━━━ Record set

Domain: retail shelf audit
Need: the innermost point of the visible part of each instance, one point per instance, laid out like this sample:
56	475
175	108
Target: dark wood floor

━━━━━━

=== Your goal ===
Reproduce the material above line for line, with no changes.

=== Result for this exercise ===
Domain: retail shelf audit
Need: the innermost point of the visible part of each instance, one point per instance, laid out like this sample:
56	475
175	108
Target: dark wood floor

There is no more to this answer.